··· DOCUMENT PASSAGE

Monday 10 October 2016

The book I wish I could have written - by Sue Purkiss

Last Christmas, I was lucky enough to be given a very generous book token, and I've had a very jolly time choosing books that have caught my eye from my local Waterstones, in Wells. One of the first was a book by Marcus Sedgwick, called The Ghosts of Heaven. He's an author I admire, and I think this book was shortlisted for the Carnegie, so it was an easy choice.

However, when it came to the top of the pile and I opened it, ready to plunge into a good story, I found that it was written in verse. To my shame, I decided that this made it 'difficult', and I wanted something at that time that didn't require a lot of effort. So it went back on the pile, and I only picked it up again a few weeks ago.

And it was the strangest experience. Because as soon as I opened it, I saw a drawing - a line which traced a spiral. Why was that strange? Because ever since I can remember, when I've doodled, in lessons or lectures or boring meetings, the spiral is one of my go-to doodles. If you look in any of my notebooks or old exercise books, you'll see it (along with swans, trees, faces, and abstract, cross-hatched scribbles). You have to concentrate hard to do a perfect spiral; it very easily goes astray, because it's difficult to keep the distance between the lines even. So it focuses the mind - though possibly not on what it's supposed to be focused on.

······

TASK INSTRUCTIONS >>
**1.** List every doodle that the blog post about The Ghosts of Heaven names as appearing in the writer's notebooks and old exercise books.
**2.** Carry the blog post about The Ghosts of Heaven forward from its final sentence.

··· DATASET ENTRIES

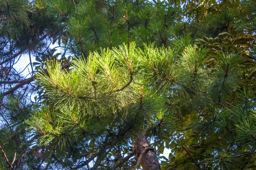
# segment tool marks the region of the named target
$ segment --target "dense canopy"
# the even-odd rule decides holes
[[[255,0],[0,1],[0,169],[256,167],[256,12]]]

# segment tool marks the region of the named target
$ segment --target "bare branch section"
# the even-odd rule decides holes
[[[66,64],[64,64],[61,66],[61,69],[63,70],[65,68],[68,68],[70,66],[71,63],[70,62],[67,62]],[[47,74],[47,73],[46,73]],[[35,80],[35,76],[33,76],[30,78],[24,80],[15,80],[10,82],[5,82],[2,81],[0,82],[0,84],[15,84],[18,83],[17,85],[13,87],[12,88],[9,89],[9,91],[6,91],[3,93],[3,96],[7,96],[10,94],[13,94],[16,90],[22,87],[24,85],[29,84],[34,80]]]
[[[40,42],[40,41],[44,40],[44,39],[45,39],[46,37],[47,37],[48,36],[48,34],[46,34],[42,36],[42,37],[41,38],[37,40],[36,41],[31,42],[31,44],[32,45],[32,44],[35,44],[37,43],[38,43],[38,42]],[[25,51],[26,51],[26,50],[24,49],[21,50],[20,51],[19,51],[18,53],[16,53],[16,54],[13,55],[11,57],[7,59],[6,59],[5,60],[2,61],[2,62],[0,62],[0,65],[2,65],[3,64],[7,62],[8,62],[9,61],[11,61],[12,60],[17,57],[20,55],[22,54],[22,53],[24,52]]]
[[[16,164],[17,164],[17,163],[18,162],[18,161],[19,160],[19,159],[20,158],[20,156],[21,156],[26,151],[29,149],[28,148],[28,149],[25,150],[24,150],[23,152],[22,152],[21,153],[20,153],[20,156],[17,159],[16,159],[16,153],[15,153],[14,157],[13,158],[13,160],[12,161],[12,163],[10,163],[10,162],[9,162],[9,160],[8,160],[8,158],[7,158],[7,157],[6,156],[6,153],[3,150],[3,147],[6,144],[7,144],[8,143],[9,143],[9,142],[5,143],[3,144],[3,146],[1,147],[1,146],[0,146],[0,150],[1,150],[1,152],[2,152],[3,155],[3,157],[4,157],[6,162],[6,163],[9,166],[9,167],[10,167],[12,170],[14,170],[15,169],[14,167],[15,167],[15,166],[16,165]]]
[[[191,155],[190,153],[189,153],[189,151],[188,150],[187,150],[186,149],[186,147],[185,147],[184,146],[183,146],[183,145],[182,145],[182,144],[181,145],[181,147],[182,147],[183,149],[186,151],[186,152],[187,153],[188,155],[189,155],[189,156],[190,158],[191,158],[191,159],[192,159],[193,162],[195,164],[195,165],[196,165],[196,166],[198,167],[198,169],[201,170],[201,167],[200,167],[199,164],[196,162],[196,161],[194,157],[193,157],[193,156],[192,156]]]

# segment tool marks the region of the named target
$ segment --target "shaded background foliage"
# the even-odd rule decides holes
[[[166,96],[163,102],[154,105],[168,108],[164,113],[154,115],[152,122],[147,124],[147,134],[154,139],[151,145],[157,155],[162,153],[165,147],[172,149],[169,159],[159,157],[162,168],[172,169],[177,165],[173,169],[190,166],[193,166],[189,167],[192,169],[198,169],[196,164],[207,169],[254,167],[253,154],[247,153],[254,153],[256,136],[256,6],[253,0],[1,1],[0,146],[3,147],[4,143],[9,142],[3,151],[10,164],[15,153],[17,154],[13,169],[77,168],[82,167],[81,164],[83,168],[89,169],[96,164],[89,164],[89,161],[92,162],[96,157],[101,158],[98,166],[114,168],[135,166],[137,162],[131,153],[133,147],[123,142],[134,135],[129,132],[133,122],[129,119],[122,119],[121,113],[115,114],[113,120],[112,113],[104,119],[81,121],[81,127],[91,128],[77,128],[73,137],[79,140],[73,143],[74,138],[67,139],[61,134],[55,142],[51,140],[50,135],[45,136],[46,141],[42,143],[38,143],[41,136],[38,128],[29,128],[26,123],[31,117],[38,120],[43,117],[50,126],[51,122],[57,119],[56,115],[68,113],[61,110],[55,111],[56,114],[52,112],[54,99],[46,98],[44,89],[34,82],[34,73],[45,68],[47,61],[57,60],[62,63],[62,69],[68,69],[72,59],[81,56],[87,58],[90,51],[102,54],[101,47],[112,50],[123,42],[131,44],[133,42],[142,50],[145,49],[144,44],[149,45],[153,42],[156,48],[170,47],[174,60],[180,62],[178,65],[172,65],[176,67],[172,73],[179,70],[174,75],[175,79],[183,79],[191,86],[201,87],[201,95],[197,98],[189,99],[186,94],[171,97],[163,93]],[[51,48],[53,44],[56,46]],[[61,53],[56,52],[58,48]],[[28,67],[33,70],[27,76],[13,67],[24,54],[30,58]],[[152,57],[154,65],[160,64],[160,68],[156,68],[158,71],[168,74],[165,69],[169,66],[166,58],[155,55],[148,57]],[[37,62],[32,63],[32,58]],[[199,59],[200,65],[197,67],[200,69],[193,70],[195,61]],[[142,59],[141,62],[143,63]],[[190,71],[200,81],[193,82],[182,74],[182,69]],[[128,72],[121,71],[125,79],[129,78]],[[209,74],[207,78],[205,72]],[[160,74],[156,72],[156,75]],[[148,83],[163,81],[153,76]],[[211,76],[214,78],[210,79]],[[212,86],[209,89],[205,85],[204,89],[204,85],[208,82]],[[156,84],[159,85],[157,87],[160,91],[170,87]],[[180,93],[173,89],[175,94]],[[140,89],[136,90],[140,91]],[[31,99],[32,94],[36,96],[34,100]],[[153,98],[157,97],[154,96]],[[209,101],[206,100],[209,96],[212,100],[210,106]],[[188,102],[184,102],[185,99]],[[44,106],[45,102],[48,109]],[[145,102],[149,108],[155,100]],[[198,108],[199,104],[202,106]],[[108,106],[105,105],[104,107]],[[134,109],[131,108],[131,111]],[[79,116],[79,113],[72,113]],[[68,115],[62,115],[63,119]],[[120,119],[124,122],[119,121]],[[70,129],[75,126],[70,123],[74,123],[73,120],[66,121]],[[105,127],[106,125],[108,126]],[[59,133],[57,128],[60,130],[61,126],[54,127]],[[109,139],[116,134],[122,135],[122,140]],[[58,142],[65,144],[59,146],[56,144]],[[243,154],[246,155],[236,157]],[[10,165],[4,156],[0,156],[0,166],[7,168]],[[202,162],[205,160],[210,160]]]

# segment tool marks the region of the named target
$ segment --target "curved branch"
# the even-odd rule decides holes
[[[66,64],[64,64],[63,65],[62,65],[62,66],[61,66],[61,69],[63,70],[65,68],[69,68],[70,66],[70,65],[71,65],[71,63],[70,63],[69,62],[67,62]],[[47,74],[48,74],[48,73],[47,72],[47,71],[46,71],[46,73]],[[25,79],[24,80],[15,80],[15,81],[11,81],[11,82],[6,82],[6,84],[13,84],[13,83],[16,83],[17,82],[19,82],[19,83],[16,86],[13,87],[12,88],[11,88],[9,91],[6,91],[5,92],[4,92],[3,94],[3,96],[7,96],[10,94],[12,94],[16,90],[17,90],[17,89],[18,89],[19,88],[21,88],[24,85],[30,83],[31,82],[32,82],[34,80],[35,80],[35,76],[33,76],[30,78],[29,78],[28,79]],[[3,82],[1,82],[3,83]]]

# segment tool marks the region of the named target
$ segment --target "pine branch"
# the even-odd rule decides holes
[[[190,158],[191,158],[191,159],[192,159],[193,162],[195,164],[195,165],[196,165],[196,166],[198,167],[198,169],[201,170],[201,168],[200,167],[200,166],[199,166],[199,164],[198,163],[198,162],[196,161],[196,160],[193,157],[193,156],[192,156],[191,155],[190,153],[189,153],[189,151],[186,149],[186,148],[184,147],[184,146],[183,146],[183,144],[181,145],[181,147],[182,147],[183,149],[184,149],[184,150],[186,151],[186,152],[187,153],[188,155],[189,155],[189,156]]]
[[[61,66],[61,69],[63,70],[65,68],[68,68],[70,66],[70,65],[71,65],[71,63],[70,63],[69,62],[67,62],[67,63],[64,64]],[[47,72],[47,71],[46,71],[45,73],[47,75],[48,75],[48,73]],[[35,80],[35,76],[33,76],[30,78],[29,78],[28,79],[25,79],[24,80],[15,80],[15,81],[10,81],[10,82],[6,82],[6,84],[14,84],[14,83],[17,82],[19,82],[20,83],[19,84],[18,84],[16,86],[14,86],[12,88],[9,89],[9,91],[6,91],[5,92],[4,92],[3,94],[3,96],[5,96],[8,95],[10,94],[12,94],[16,90],[19,89],[19,88],[22,87],[24,85],[30,83],[31,82],[32,82],[34,80]],[[2,83],[4,83],[5,82],[2,81],[2,82],[0,82]]]
[[[113,170],[116,170],[117,168],[122,167],[122,165],[127,161],[128,161],[131,158],[134,156],[134,153],[132,152],[129,154],[128,156],[125,156],[123,159],[122,159],[119,162],[116,164],[115,166],[113,168]]]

······

RESULTS OF THE TASKS >>
**1.** spiral, swans, trees, faces, abstract cross-hatched scribbles

**2.**
There is a mathematical way to create a spiral, and the spirals which illustrate The Ghosts of Heaven probably used it. You have to use the Fibonacci sequence. This is a mathematical concept - I am terrible at maths, and so I'm not going to try to explain this here; just google it, and you'll get a much better explanation than I can give you. But it's all tied up with proportions and patterns that appear in nature: you see it in a snail shell, an ammonite, the curled up frond of an emerging fern. And it's central to this book.

So that was the first thing. The second thing was that as I read, I realised that the first section of the book is set thousands of years back in pre-history, in the time when our ancestors made beautiful paintings in caves. Now - three years ago, I was in France. About half an hour from Cahors, there is a cave called Pech Merle. It's one of the very few painted caves which the public are still allowed to visit. I was fascinated, of course, by the engravings and paintings of bison, deer, horses, aurochs and so on, with their extraordinary economy of line and clever use of the natural form of the rock face.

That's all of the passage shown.